*Stated task A*: Rewrite the paragraph of the group_idle patch below that begins "Implement a new tunable group_idle" as a short bulleted list that keeps its main facts.
*Stated task B*:
Answer these questions from the group_idle patch below, one line each:
(i) Which source file does the patch change?
(ii) What default value does the patch give to cfq_group_idle?
(iii) What does the new dispatched field in struct cfq_group count, according to its comment?
*Stated task C*: Extend the group_idle patch below, picking up after its final line.

*Supplied text*:
>> BEGIN

Vivek Goyal <vgoyal@redhat.com> writes:

> o Implement a new tunable group_idle, which allows idling on the group
>   instead of a cfq queue. Hence one can set slice_idle = 0 and not idle
>   on the individual queues but idle on the group. This way on fast storage
>   we can get fairness between groups at the same time overall throughput
>   improves.
>
> Signed-off-by: Vivek Goyal <vgoyal@redhat.com>
Reviewed-by: Jeff Moyer <jmoyer@redhat.com>

> ---
>  block/cfq-iosched.c |   65 +++++++++++++++++++++++++++++++++++++++++++-------
>  1 files changed, 56 insertions(+), 9 deletions(-)
>
> diff --git a/block/cfq-iosched.c b/block/cfq-iosched.c
> index 3fc6be1..85e4819 100644
> --- a/block/cfq-iosched.c
> +++ b/block/cfq-iosched.c
> @@ -30,6 +30,7 @@ static const int cfq_slice_sync = HZ / 10;
>  static int cfq_slice_async = HZ / 25;
>  static const int cfq_slice_async_rq = 2;
>  static int cfq_slice_idle = HZ / 125;
> +static int cfq_group_idle = HZ / 125;
>  static const int cfq_target_latency = HZ * 3/10; /* 300 ms */
>  static const int cfq_hist_divisor = 4;
>  
> @@ -198,6 +199,8 @@ struct cfq_group {
>  	struct hlist_node cfqd_node;
>  	atomic_t ref;
>  #endif
> +	/* number of requests that are on the dispatch list or inside driver */
> +	int dispatched;
>  };
>  
>  /*
> @@ -271,6 +274,7 @@ struct cfq_data {
>  	unsigned int cfq_slice[2];
>  	unsigned int cfq_slice_async_rq;
>  	unsigned int cfq_slice_idle;
> +	unsigned int cfq_group_idle;
>  	unsigned int cfq_latency;
>  	unsigned int cfq_group_isolation;
>  
> @@ -1884,7 +1888,7 @@ static void cfq_arm_slice_timer(struct cfq_data *cfqd)

>> END

*Data rows*:
>> BEGIN

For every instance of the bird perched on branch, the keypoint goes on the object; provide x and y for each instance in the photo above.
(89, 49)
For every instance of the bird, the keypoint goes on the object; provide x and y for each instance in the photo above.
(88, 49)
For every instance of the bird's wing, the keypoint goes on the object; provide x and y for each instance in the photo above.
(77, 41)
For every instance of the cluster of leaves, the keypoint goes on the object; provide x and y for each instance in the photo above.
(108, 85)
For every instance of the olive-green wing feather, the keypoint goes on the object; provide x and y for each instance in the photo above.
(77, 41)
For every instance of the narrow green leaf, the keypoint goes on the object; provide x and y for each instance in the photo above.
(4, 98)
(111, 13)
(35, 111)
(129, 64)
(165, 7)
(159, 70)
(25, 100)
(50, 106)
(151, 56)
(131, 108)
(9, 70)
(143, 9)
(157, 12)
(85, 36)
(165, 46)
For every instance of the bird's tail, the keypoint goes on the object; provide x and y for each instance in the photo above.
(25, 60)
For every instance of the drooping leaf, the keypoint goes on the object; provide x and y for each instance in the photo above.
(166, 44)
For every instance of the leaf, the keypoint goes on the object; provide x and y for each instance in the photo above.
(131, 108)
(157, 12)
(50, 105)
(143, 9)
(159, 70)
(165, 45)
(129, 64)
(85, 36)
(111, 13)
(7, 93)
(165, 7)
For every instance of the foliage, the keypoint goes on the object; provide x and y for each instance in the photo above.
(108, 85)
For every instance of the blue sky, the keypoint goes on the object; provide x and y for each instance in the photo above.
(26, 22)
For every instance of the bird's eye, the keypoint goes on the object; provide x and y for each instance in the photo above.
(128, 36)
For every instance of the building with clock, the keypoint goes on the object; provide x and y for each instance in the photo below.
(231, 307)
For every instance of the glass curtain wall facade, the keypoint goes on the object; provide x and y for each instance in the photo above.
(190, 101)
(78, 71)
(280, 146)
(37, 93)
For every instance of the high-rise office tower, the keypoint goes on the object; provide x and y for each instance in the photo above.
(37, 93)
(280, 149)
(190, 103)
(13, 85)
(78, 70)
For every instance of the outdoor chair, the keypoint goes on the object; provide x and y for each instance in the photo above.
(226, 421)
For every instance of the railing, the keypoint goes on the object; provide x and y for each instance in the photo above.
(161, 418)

>> END

*Response A*:
- Adds a new tunable, group_idle, which idles on the group rather than on a cfq queue.
- Lets slice_idle be set to 0, so idling happens on the group and not on individual queues.
- On fast storage, this gives fairness between groups while overall throughput improves.

*Response B*:
(i) block/cfq-iosched.c
(ii) HZ / 125
(iii) The number of requests that are on the dispatch list or inside the driver.

*Response C*:
>  {
>  	struct cfq_queue *cfqq = cfqd->active_queue;
>  	struct cfq_io_context *cic;
> -	unsigned long sl;
> +	unsigned long sl, group_idle = 0;
>  
>  	/*
>  	 * SSD device without seek penalty, disable idling. But only do so
> @@ -1900,8 +1904,13 @@ static void cfq_arm_slice_timer(struct cfq_data *cfqd)
>  	/*
>  	 * idle is disabled, either manually or by past process history
>  	 */
> -	if (!cfq_should_idle(cfqd, cfqq))
> -		return;
> +	if (!cfq_should_idle(cfqd, cfqq)) {
> +		/* no queue idling. Check for group idling */
> +		if (cfqd->cfq_group_idle)
> +			group_idle = cfqd->cfq_group_idle;
> +		else
> +			return;
> +	}
>  
>  	/*
>  	 * still active requests from this queue, don't idle
> @@ -1928,13 +1937,21 @@ static void cfq_arm_slice_timer(struct cfq_data *cfqd)
>  		return;
>  	}
>  
> +	/* There are other queues in the group, don't do group idle */
> +	if (group_idle && cfqq->cfqg->nr_cfqq > 1)
> +		return;
> +
>  	cfq_mark_cfqq_wait_request(cfqq);
>  
> -	sl = cfqd->cfq_slice_idle;
> +	if (group_idle)
> +		sl = cfqd->cfq_group_idle;
> +	else
> +		sl = cfqd->cfq_slice_idle;
>  
>  	mod_timer(&cfqd->idle_slice_timer, jiffies + sl);
>  	cfq_blkiocg_update_set_idle_time_stats(&cfqq->cfqg->blkg);
> -	cfq_log_cfqq(cfqd, cfqq, "arm_idle: %lu", sl);
> +	cfq_log_cfqq(cfqd, cfqq, "arm_idle: %lu group_idle: %d", sl,
> +			group_idle ? 1 : 0);
>  }
>  
>  /*
> @@ -1950,6 +1967,7 @@ static void cfq_dispatch_insert(struct request_queue *q, struct request *rq)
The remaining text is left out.